Excerpts from point annotation data:

....

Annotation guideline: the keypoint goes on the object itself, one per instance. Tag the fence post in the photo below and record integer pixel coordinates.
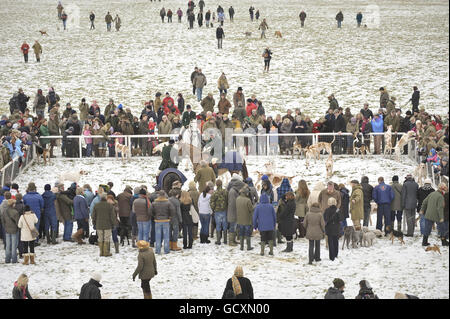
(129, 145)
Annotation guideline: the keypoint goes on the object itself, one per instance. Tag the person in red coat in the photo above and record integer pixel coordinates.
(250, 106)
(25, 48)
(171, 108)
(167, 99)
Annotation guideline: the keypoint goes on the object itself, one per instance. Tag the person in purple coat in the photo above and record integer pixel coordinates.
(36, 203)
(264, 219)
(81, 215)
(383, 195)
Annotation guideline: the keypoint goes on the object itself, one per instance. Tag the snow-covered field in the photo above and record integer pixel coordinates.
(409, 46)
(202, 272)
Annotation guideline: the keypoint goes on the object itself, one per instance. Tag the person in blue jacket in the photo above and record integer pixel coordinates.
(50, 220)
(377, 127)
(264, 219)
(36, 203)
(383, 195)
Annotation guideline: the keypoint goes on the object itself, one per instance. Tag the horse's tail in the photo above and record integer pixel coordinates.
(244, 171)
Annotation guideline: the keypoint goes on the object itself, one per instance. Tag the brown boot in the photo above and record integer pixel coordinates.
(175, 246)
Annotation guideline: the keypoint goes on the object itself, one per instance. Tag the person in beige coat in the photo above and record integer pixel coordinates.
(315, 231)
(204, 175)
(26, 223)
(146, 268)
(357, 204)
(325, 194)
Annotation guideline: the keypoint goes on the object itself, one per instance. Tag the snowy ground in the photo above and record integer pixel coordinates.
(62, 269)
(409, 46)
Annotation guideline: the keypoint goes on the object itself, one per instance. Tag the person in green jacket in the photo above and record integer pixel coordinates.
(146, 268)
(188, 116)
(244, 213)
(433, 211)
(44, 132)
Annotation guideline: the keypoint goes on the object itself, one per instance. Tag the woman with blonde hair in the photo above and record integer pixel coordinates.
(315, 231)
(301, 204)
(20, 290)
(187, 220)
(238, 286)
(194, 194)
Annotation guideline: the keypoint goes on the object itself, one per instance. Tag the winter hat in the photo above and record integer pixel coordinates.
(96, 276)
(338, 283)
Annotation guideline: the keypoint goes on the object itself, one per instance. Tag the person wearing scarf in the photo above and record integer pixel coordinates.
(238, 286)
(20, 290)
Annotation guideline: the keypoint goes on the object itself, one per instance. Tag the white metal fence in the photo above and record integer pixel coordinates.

....

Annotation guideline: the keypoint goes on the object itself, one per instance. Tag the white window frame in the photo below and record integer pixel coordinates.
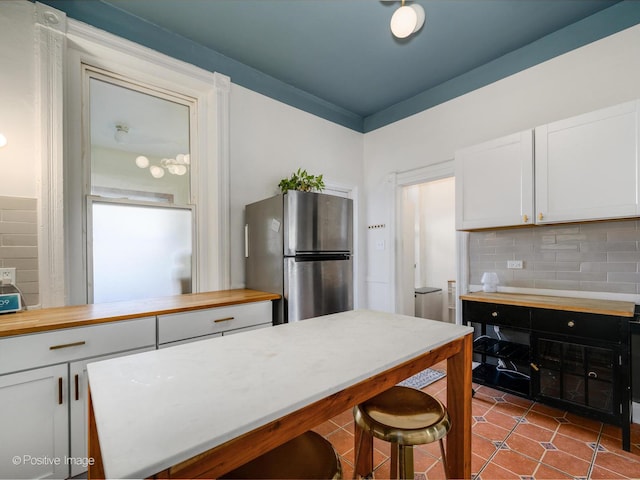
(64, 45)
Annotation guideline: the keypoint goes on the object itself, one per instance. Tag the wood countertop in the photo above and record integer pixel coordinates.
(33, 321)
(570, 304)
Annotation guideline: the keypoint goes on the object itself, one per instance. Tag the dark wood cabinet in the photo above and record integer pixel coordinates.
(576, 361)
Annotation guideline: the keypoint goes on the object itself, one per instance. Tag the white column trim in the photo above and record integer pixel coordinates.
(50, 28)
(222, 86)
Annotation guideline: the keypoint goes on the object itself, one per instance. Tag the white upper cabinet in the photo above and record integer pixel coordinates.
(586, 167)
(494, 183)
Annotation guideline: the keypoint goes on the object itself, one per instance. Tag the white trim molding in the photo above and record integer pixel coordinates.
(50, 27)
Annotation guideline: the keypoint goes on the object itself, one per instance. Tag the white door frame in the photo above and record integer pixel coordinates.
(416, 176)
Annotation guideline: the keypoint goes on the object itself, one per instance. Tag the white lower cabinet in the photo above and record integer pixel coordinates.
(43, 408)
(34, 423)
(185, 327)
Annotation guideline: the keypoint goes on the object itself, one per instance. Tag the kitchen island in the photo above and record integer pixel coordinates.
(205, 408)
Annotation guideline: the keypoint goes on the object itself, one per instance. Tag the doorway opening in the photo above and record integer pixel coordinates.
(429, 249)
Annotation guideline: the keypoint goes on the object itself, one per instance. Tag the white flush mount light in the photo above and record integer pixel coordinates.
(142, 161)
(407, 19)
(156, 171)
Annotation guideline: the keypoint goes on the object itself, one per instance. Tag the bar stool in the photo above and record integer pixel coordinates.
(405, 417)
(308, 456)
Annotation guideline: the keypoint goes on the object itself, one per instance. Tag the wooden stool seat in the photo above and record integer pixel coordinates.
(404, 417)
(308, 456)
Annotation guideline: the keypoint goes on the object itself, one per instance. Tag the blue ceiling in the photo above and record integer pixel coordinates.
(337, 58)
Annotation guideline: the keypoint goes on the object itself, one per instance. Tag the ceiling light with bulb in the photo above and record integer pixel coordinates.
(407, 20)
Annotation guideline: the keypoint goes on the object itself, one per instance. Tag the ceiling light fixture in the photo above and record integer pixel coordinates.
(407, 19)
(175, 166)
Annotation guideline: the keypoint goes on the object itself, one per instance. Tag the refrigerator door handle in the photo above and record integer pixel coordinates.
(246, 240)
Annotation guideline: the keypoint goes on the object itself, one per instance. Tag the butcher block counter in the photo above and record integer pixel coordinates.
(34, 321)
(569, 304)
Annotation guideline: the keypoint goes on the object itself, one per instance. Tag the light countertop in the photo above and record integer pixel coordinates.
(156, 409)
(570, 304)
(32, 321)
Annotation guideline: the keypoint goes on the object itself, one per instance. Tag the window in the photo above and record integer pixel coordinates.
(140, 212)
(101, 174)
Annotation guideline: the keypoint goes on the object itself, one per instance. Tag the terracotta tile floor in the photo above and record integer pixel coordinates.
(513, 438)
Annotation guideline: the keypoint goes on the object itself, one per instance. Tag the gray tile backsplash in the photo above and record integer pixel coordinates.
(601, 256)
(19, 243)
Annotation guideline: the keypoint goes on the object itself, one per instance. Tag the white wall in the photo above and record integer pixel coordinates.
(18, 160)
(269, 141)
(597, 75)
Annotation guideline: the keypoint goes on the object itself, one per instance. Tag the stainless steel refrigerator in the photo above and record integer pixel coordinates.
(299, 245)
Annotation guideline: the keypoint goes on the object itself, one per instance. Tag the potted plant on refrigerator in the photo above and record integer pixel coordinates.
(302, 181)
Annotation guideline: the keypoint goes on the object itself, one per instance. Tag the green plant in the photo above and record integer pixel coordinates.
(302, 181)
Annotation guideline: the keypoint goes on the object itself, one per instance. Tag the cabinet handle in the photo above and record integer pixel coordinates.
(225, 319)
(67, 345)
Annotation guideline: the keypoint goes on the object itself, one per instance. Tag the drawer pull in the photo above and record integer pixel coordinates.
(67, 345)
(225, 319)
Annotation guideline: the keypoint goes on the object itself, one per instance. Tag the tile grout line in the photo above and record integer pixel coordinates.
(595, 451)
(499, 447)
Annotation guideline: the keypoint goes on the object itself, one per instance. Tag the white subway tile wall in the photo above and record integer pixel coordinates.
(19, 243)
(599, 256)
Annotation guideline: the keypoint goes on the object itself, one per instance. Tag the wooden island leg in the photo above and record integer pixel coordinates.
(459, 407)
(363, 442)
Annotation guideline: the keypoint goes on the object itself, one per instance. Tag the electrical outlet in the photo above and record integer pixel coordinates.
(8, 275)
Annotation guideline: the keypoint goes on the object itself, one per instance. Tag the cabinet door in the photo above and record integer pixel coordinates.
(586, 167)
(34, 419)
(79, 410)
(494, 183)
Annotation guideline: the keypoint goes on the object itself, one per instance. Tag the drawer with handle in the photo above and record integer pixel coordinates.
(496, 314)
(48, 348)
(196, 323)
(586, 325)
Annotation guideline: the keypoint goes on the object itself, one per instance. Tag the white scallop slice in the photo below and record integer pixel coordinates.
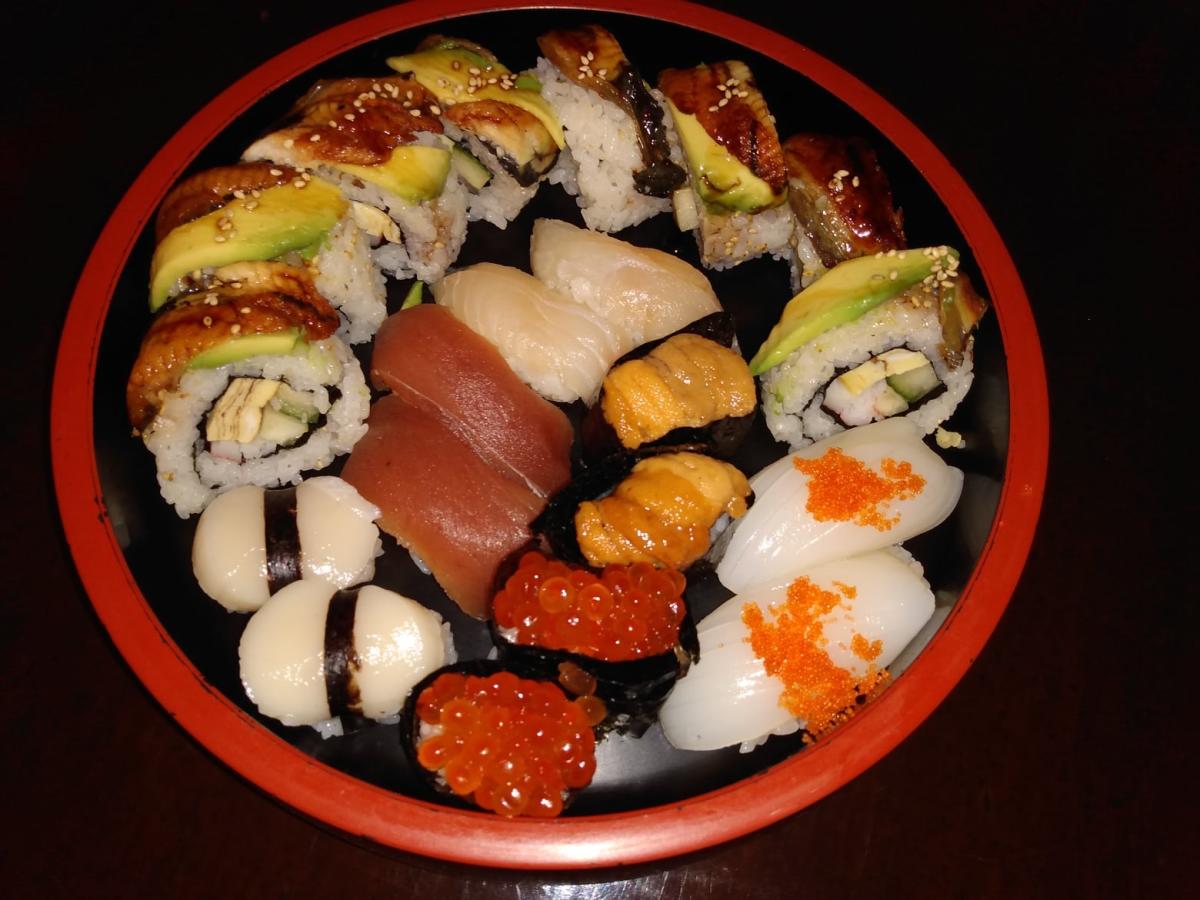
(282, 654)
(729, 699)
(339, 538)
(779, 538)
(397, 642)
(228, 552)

....

PROBLEM TO SOLVE: Rewrite the records starting with the line that contains "Tag the brown" and going on through the line that contains "the white metal", swapping every "person" for "individual" and leaving everything else unchanged.

EXPECTED OUTPUT:
Annotation guideline: the keypoint goes on the object itself, one per instance. Tag the brown boot in the photo above and record integer pixel coordinates.
(175, 246)
Annotation guideline: the keypoint goes on the object itself, one per instance. Tag the individual in beige coat in the photo above and record integer pixel coordinates.
(315, 231)
(204, 175)
(26, 223)
(146, 268)
(357, 204)
(325, 194)
Annotation guideline: the keypoint goes on the object itself, one per instance. Tag the snowy ground in the photo above and record integer pixel coordinates.
(62, 269)
(409, 46)
Annotation guideline: the keypoint goes on the object itself, one per instance. Tag the individual in green jacket in the photo above and record integer pixel coordinates.
(146, 268)
(188, 116)
(244, 213)
(433, 211)
(44, 132)
Annotation guideline: the keypoint goes on the object itself, one per instance. Tag the woman with blonde hair in the photo above and record integer pixel coordinates.
(315, 231)
(301, 204)
(20, 290)
(187, 220)
(238, 286)
(194, 194)
Annotation guideline: the keypoint goes on the object itself, one per instance. Tag the winter hat in the photo above and record integer pixel coordinates.
(96, 276)
(338, 283)
Annotation guideline: the keypoint goes on the object itself, one per instance. Tag the individual wearing scarf in the photo above and record integer pixel coordinates.
(238, 286)
(20, 290)
Annotation guideline: the keypoint goes on the object itself, one per instance. Tag the white metal fence in the photo above and record integer pixel coordinates.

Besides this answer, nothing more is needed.